=== Excerpted passage ===
--- START ---

It’s the afternoon of 9 July 1994 and the 64,000 fans in Dallas’ Cotton Bowl Stadium have just witnessed one of the World Cup’s most iconic scenes. In a moment of vintage samba finesse, Brazil forward Bebeto has outsmarted and outrun a bamboozled Dutch defence in one move, reacting first to a loose ball and leaving his markers for dust, before rounding goalkeeper Ed de Goey and slotting the ball into an empty net.
Seconds later, the newly fathered striker runs towards the electric Texan crowd, spontaneously swaying his arms in a baby rocking motion as teammates Mazinho and Romário catch up and imitate the now ubiquitous celebration.
The first person Bebeto embraces afterwards is Romário, his strike partner and the man he will forever be mentioned alongside by the time of the tournament’s dramatic conclusion. The priceless expressions etched across the faces of both players convey a myriad of emotions; the expected raw euphoria is offset by a playful camaraderie, suggesting their telepathic performances on the pitch are a mere manifestation of a genuine off-field bond.

--- END ---

=== Exercise aim ===
In the passage on Bebeto's 1994 World Cup goal, what leads to the suggestion that his on-pitch understanding with Romário reflects a genuine bond off the field? Answer in one to three sentences. The rows that come next are separate material, unrelated to the passage.

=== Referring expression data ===

--- START ---

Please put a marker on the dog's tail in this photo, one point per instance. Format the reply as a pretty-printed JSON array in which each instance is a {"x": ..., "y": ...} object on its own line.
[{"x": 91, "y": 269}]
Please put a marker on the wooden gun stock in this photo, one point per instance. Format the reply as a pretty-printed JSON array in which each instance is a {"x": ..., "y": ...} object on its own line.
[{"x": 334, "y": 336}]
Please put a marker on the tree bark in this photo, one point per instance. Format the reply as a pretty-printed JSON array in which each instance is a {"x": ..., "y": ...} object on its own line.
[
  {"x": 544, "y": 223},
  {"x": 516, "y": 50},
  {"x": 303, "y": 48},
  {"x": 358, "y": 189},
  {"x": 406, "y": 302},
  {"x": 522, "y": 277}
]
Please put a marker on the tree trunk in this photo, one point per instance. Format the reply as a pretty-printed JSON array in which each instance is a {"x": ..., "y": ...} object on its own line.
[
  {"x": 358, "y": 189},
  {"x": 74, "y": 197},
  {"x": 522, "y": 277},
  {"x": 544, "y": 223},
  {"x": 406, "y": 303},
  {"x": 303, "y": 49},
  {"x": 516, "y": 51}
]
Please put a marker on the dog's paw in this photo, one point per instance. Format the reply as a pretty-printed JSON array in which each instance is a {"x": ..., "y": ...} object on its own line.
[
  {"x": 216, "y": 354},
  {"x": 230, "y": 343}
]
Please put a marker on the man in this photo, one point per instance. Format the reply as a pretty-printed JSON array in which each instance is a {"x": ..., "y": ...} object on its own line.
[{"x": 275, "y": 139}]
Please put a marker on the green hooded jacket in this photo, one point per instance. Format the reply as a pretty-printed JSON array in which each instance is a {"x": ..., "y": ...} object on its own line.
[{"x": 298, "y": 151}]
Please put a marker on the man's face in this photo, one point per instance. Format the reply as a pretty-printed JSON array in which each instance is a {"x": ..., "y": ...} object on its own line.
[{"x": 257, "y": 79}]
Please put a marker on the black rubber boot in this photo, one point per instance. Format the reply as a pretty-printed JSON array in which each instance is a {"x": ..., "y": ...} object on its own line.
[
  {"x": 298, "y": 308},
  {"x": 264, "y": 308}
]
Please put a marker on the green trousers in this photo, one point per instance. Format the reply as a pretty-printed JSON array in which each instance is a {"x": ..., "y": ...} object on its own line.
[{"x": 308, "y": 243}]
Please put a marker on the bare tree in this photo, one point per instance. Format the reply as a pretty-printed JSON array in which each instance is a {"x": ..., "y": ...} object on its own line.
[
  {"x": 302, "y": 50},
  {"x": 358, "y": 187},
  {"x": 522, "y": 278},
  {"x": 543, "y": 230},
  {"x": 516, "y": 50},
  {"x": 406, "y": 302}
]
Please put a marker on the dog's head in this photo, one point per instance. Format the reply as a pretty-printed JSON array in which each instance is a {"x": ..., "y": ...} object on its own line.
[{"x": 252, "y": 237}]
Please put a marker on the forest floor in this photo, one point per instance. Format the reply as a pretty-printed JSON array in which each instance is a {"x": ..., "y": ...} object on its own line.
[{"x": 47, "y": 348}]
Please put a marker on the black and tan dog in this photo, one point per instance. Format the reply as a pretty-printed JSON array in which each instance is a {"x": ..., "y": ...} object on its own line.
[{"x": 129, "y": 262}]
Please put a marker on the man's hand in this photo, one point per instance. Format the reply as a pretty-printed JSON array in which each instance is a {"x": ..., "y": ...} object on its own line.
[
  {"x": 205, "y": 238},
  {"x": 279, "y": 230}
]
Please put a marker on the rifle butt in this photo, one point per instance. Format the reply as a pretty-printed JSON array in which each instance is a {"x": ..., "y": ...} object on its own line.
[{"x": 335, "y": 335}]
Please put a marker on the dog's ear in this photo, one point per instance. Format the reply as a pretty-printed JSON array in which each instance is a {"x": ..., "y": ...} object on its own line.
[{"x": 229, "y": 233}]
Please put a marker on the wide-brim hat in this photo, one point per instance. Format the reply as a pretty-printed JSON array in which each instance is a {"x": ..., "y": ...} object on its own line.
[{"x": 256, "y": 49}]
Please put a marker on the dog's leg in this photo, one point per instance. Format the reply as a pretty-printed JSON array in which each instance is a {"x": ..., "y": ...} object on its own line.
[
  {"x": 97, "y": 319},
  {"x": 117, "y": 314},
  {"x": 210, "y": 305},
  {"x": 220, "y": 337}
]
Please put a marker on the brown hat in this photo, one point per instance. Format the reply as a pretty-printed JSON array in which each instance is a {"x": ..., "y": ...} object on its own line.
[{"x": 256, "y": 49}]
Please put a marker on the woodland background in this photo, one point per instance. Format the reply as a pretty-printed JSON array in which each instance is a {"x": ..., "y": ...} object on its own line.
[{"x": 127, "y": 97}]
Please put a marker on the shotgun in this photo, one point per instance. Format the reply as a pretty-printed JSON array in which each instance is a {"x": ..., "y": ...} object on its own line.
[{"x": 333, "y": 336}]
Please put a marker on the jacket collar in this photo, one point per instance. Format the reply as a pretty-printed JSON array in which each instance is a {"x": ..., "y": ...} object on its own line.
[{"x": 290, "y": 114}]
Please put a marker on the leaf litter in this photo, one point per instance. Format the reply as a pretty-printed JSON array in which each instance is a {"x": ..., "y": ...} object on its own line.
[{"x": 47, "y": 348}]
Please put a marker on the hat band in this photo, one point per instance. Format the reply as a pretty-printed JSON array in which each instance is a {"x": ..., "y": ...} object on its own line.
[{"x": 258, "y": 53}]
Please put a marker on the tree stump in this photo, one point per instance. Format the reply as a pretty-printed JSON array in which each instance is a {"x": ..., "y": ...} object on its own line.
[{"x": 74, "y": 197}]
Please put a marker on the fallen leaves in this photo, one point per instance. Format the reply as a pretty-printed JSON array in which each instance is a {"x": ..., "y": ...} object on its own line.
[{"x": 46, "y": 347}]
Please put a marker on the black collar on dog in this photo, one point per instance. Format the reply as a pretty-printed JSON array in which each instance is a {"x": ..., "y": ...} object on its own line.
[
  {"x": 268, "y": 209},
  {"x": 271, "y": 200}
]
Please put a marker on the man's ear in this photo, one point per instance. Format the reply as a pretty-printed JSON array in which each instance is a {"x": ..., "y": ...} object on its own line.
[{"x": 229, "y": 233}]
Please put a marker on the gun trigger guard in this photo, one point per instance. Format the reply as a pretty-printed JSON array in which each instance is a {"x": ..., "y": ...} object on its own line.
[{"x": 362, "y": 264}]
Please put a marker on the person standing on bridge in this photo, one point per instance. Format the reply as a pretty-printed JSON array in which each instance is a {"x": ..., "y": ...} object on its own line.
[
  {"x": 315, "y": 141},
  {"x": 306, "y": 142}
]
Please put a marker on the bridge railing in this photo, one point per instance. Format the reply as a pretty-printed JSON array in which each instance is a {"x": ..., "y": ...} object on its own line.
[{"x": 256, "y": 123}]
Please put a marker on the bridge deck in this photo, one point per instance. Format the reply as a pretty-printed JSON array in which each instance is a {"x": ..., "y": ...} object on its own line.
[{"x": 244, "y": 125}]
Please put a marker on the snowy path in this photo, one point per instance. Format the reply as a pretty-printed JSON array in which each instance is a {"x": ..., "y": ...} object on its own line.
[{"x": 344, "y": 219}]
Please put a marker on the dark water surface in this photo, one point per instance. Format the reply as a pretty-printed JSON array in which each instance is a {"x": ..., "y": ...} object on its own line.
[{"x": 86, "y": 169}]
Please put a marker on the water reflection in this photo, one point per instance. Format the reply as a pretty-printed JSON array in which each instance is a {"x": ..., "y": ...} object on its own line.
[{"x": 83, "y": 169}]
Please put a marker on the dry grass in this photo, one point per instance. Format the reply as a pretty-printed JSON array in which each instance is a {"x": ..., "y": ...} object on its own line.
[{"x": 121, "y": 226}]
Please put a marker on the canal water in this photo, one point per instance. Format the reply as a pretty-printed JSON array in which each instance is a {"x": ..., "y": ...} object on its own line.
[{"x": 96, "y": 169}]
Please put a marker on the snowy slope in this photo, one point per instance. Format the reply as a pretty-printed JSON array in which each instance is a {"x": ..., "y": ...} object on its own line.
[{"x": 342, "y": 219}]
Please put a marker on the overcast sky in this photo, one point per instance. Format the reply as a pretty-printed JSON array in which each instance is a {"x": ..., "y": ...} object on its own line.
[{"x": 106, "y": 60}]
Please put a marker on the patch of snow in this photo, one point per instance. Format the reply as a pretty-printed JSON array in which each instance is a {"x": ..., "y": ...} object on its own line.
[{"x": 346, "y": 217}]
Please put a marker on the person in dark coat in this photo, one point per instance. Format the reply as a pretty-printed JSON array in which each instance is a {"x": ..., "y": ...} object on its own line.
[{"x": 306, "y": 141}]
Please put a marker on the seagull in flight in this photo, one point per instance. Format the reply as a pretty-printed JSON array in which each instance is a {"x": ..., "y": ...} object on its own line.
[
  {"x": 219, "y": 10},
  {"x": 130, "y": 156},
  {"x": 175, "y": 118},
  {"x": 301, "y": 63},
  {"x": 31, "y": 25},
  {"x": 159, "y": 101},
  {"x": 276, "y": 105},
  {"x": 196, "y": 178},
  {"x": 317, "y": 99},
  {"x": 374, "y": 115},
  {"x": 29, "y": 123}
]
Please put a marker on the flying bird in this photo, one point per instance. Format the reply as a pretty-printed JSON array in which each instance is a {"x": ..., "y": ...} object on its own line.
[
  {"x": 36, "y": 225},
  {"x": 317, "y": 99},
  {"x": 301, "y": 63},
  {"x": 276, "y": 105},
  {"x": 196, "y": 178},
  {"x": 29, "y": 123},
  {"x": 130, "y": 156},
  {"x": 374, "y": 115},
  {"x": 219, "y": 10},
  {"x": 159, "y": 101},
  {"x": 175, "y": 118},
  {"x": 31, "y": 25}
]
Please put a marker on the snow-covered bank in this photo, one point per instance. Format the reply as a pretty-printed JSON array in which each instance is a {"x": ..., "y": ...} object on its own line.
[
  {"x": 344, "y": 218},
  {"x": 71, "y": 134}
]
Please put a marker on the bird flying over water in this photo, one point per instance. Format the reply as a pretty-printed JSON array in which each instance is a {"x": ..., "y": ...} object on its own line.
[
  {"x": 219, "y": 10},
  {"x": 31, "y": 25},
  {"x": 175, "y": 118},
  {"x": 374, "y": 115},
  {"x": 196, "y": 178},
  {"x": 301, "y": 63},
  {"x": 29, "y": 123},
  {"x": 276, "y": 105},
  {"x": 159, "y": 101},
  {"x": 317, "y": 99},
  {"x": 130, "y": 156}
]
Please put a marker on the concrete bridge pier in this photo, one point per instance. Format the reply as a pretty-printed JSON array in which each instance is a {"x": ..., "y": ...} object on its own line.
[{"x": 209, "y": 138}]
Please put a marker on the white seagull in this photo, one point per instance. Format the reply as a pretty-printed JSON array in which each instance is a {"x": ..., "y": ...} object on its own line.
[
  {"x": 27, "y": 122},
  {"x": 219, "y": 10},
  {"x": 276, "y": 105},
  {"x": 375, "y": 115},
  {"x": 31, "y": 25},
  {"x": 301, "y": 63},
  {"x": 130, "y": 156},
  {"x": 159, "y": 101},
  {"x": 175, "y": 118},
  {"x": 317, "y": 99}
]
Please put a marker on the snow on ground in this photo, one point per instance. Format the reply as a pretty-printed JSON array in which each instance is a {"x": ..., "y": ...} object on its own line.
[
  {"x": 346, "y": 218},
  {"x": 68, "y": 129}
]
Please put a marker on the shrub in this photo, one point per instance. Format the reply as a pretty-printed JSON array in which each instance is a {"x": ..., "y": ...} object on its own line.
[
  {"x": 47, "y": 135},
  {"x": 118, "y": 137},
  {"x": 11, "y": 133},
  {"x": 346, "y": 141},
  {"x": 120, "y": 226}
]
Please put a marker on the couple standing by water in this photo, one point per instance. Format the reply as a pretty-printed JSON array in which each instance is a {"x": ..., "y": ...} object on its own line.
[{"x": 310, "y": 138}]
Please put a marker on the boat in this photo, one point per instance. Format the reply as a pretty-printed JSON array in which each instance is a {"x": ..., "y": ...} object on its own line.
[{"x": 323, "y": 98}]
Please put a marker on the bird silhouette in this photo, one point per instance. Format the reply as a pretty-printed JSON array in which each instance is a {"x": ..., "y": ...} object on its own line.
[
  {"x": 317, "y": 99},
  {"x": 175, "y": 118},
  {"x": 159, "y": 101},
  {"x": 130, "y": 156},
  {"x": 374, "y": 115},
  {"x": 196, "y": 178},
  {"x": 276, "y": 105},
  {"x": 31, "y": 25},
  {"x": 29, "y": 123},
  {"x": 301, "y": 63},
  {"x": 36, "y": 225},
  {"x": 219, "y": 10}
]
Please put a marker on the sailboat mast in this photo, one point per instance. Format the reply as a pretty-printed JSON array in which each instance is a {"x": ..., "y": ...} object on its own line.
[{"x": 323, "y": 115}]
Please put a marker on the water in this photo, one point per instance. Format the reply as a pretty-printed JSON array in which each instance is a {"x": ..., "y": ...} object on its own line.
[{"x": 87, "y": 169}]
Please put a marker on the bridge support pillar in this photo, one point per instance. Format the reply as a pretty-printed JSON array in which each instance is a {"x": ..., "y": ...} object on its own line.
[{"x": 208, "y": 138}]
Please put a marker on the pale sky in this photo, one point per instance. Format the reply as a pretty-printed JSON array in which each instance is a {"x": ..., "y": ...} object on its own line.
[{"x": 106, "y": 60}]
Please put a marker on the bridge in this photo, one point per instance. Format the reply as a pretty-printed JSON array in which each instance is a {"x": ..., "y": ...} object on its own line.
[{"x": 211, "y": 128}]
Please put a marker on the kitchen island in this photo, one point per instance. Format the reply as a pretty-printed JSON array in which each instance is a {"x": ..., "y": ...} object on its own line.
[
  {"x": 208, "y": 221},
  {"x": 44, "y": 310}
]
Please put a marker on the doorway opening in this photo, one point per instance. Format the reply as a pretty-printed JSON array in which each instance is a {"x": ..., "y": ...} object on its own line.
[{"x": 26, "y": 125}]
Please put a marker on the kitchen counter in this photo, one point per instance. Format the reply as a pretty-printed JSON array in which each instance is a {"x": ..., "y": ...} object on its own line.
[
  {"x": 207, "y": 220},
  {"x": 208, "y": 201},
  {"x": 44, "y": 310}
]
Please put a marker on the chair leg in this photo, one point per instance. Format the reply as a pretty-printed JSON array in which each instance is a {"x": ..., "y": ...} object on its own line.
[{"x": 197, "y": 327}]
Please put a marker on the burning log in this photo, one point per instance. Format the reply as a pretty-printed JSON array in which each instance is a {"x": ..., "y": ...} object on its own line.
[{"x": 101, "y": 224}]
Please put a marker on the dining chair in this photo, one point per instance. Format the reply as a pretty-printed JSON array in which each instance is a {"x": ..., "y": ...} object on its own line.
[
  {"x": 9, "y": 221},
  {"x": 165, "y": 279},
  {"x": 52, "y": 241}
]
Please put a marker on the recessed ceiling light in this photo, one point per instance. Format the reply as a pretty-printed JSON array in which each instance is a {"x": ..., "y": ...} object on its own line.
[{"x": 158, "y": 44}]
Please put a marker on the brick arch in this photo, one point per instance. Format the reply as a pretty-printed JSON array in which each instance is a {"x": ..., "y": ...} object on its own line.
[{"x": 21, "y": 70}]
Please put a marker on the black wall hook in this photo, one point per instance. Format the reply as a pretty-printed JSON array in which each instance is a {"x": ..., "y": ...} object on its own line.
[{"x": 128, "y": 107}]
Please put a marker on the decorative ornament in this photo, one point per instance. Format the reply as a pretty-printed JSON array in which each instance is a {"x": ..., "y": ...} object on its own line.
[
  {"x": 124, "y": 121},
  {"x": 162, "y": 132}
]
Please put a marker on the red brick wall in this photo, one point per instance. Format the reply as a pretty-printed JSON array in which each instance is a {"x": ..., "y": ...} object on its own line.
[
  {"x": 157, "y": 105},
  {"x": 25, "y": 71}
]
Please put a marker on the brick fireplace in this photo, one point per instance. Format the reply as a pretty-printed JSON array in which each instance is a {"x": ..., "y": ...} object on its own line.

--- END ---

=== Solution to the exercise ===
When Bebeto embraces Romário after the goal, the expressions on both players' faces show a playful camaraderie that offsets the expected raw euphoria. That camaraderie suggests their telepathic performances on the pitch are a mere manifestation of a genuine off-field bond.